__EXERCISE TASKS__:
1. Decide whether each statement below agrees with the Ismene text. Mark each yes or no and quote the exact words from the text that settle it.
(a) Ismene species are native to Peru and Ecuador.
(b) Ismene and Hymenocallis have the same chromosome number.
(c) Richard Anthony Salisbury validly described the genus Ismene in 1821.
2. According to the Ismene text, which species is the type species of the genus?
3. Write what comes next in the Ismene text, starting after its last sentence.

__PAGE TEXT__:
Genus of flowering plants

Ismene, or Peruvian daffodil, is a genus of South American plants in the Amaryllis family. The species are native to Peru and Ecuador and widely cultivated elsewhere as ornamentals because of their large, showy flowers.

Ismene produces tender perennial bulbs bearing a strong resemblance to those of Hymenocallis, a genus into which Ismene had often been grouped in the past. However, its morphology differs from Hymenocallis in several significant ways: its vegetative parts, natural range, and chromosome number are all distinct.

==Taxonomy==
The genus Ismene was validly described in 1821 by William Herbert with Ismene amancaes as the type species based on previous work by Richard Anthony Salisbury.

===Species===
A list of Ismene species and their geographic distribution is given below.

Saved entries:
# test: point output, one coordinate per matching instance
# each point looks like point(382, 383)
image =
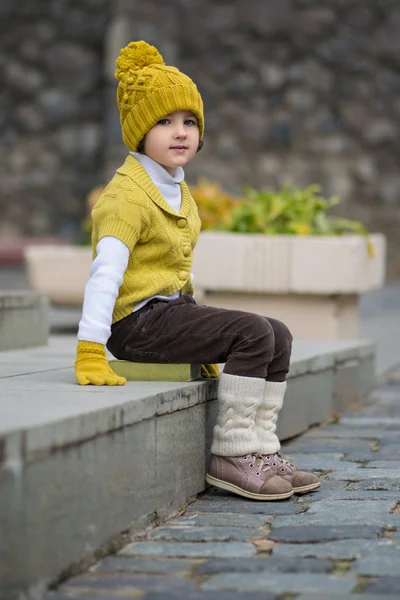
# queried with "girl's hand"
point(91, 366)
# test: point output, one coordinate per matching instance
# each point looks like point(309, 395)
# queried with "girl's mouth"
point(179, 149)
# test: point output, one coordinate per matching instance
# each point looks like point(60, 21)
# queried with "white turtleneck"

__ANSWERS TO THIS EXERCISE__:
1.
(a) Yes: "The species are native to Peru and Ecuador"
(b) No: "its vegetative parts, natural range, and chromosome number are all distinct"
(c) No: "The genus Ismene was validly described in 1821 by William Herbert"

2. Ismene amancaes

3.
- Ismene amancaes (Ruiz & Pav.) Herb – western Peru
- Ismene hawkesii (Vargas) Gereau & Meerow – Cusco, Peru
- Ismene longipetala (Lindl.) Meerow – southwestern Ecuador, northwestern Peru
- Ismene morrisonii (Vargas) Gereau & Meerow – Apurímac, Peru
- Ismene narcissiflora (Jacq.) M.Roem. – south-central Peru
- Ismene nutans (Ker Gawl.) Herb. – Peru
- Ismene pedunculata Herb. – Peru
- Ismene ringens (Ruiz & Pav.) Gereau & Meerow – Peru
- Ismene sublimis (Herb.) Gereau & Meerow – La Libertad, Peru
- Ismene vargasii (Velarde) Gereau & Meerow – Peru

===Hybrids===
- Ismene × deflexa Herb. (I. longipetala × I. narcissiflora) – Peru

==Phylogeny==
It is closely related to Leptochiton and Hymenocallis, from which it separated 26.14 million years ago. The separation of Leptochiton and Hymenocallis occurred 24.46 million years ago.